PROBLEM DETAILS: From the first line to the last, output the records exactly and drop any images.

-*-*-

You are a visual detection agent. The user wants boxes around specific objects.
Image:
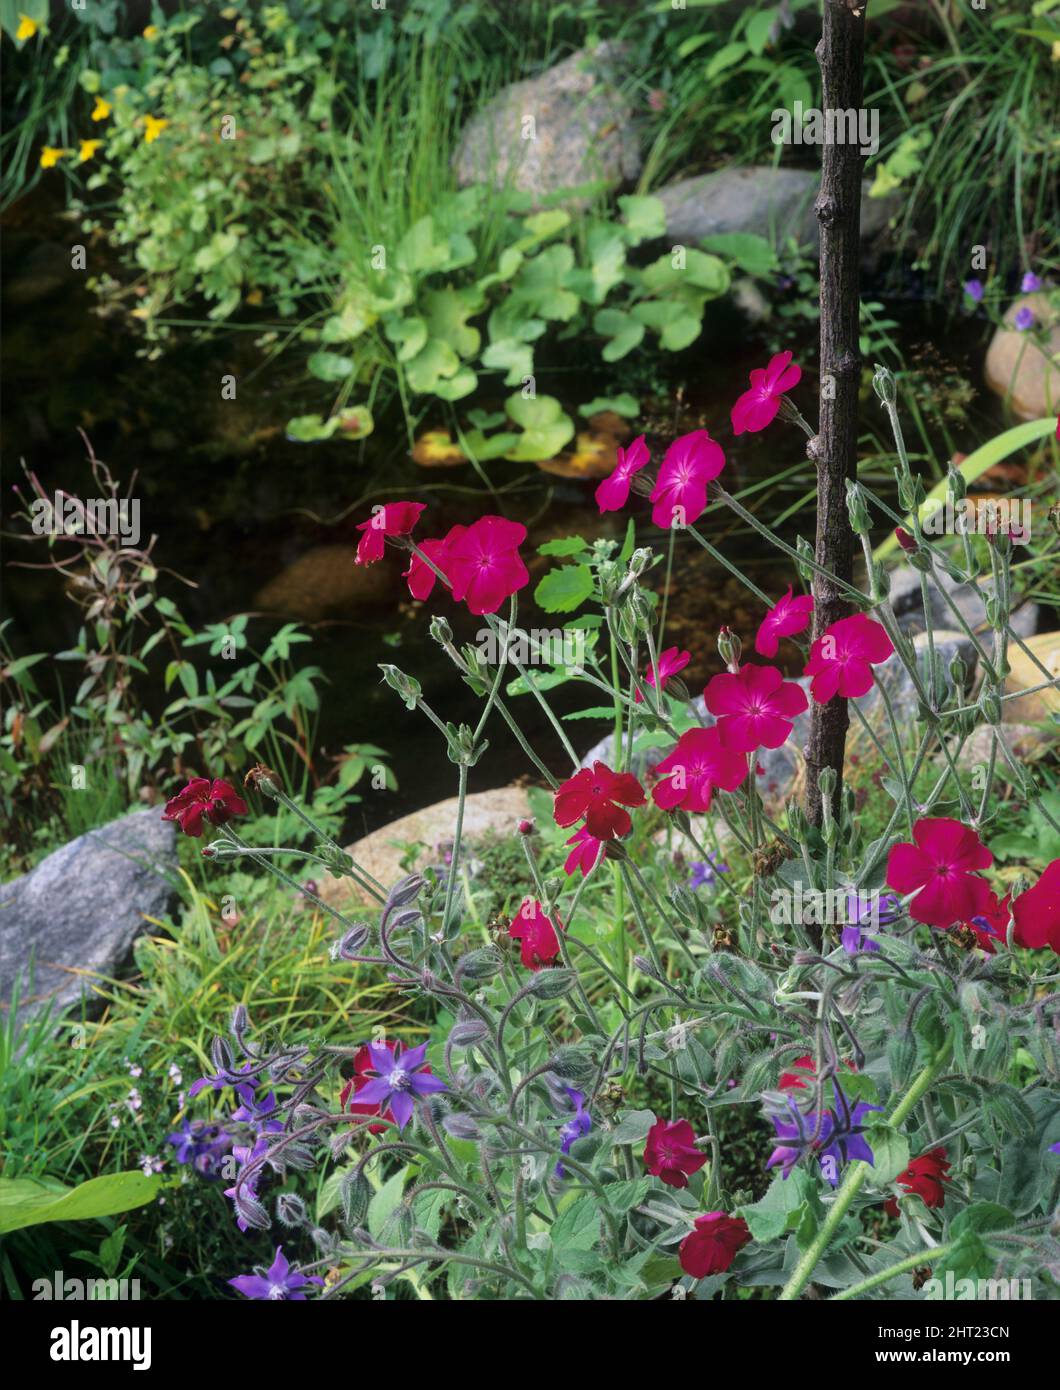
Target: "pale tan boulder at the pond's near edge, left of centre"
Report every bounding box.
[320,787,531,908]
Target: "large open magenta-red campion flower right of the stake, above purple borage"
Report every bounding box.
[886,816,993,929]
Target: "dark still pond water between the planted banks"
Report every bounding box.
[3,200,1022,837]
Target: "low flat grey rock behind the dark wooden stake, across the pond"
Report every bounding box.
[656,165,896,254]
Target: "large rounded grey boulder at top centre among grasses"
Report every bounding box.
[453,43,640,207]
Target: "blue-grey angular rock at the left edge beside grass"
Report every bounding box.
[0,806,176,1013]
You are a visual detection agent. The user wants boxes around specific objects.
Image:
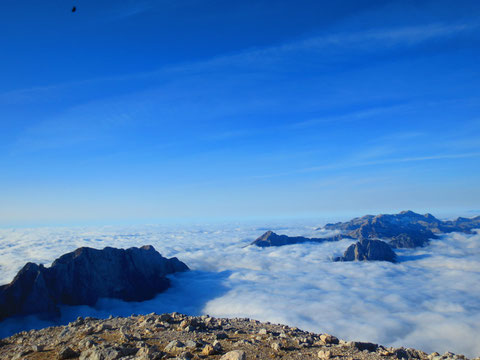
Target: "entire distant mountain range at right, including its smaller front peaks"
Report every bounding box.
[252,211,480,262]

-*-*-

OUTPUT OF THE EXERCISE:
You are a visual detection agent. The user wants boxes around specific objects.
Image:
Target: "pale tan boulder at the pond's near edge, left of centre"
Report every bounding box.
[320,787,531,908]
Target: "large open magenta-red campion flower right of the stake, above purple borage"
Report every bounding box.
[886,816,993,929]
Target: "dark still pond water between the planted banks"
Report every bounding box.
[3,200,1022,837]
Target: "low flat grey rock behind the dark wooden stake, across the pond"
Report every bounding box.
[656,165,896,254]
Target: "large rounded grey boulder at top centre among grasses"
Report every bounding box.
[453,43,640,207]
Target: "blue-grey angular rock at the left edge beside grass"
Report every bounding box.
[0,806,176,1013]
You are a visual detection agent. The user wants boxes around specific objects.
Image:
Target: "entire distant mountain range at right, including its smaller front peaks"
Report every bounding box.
[252,211,480,262]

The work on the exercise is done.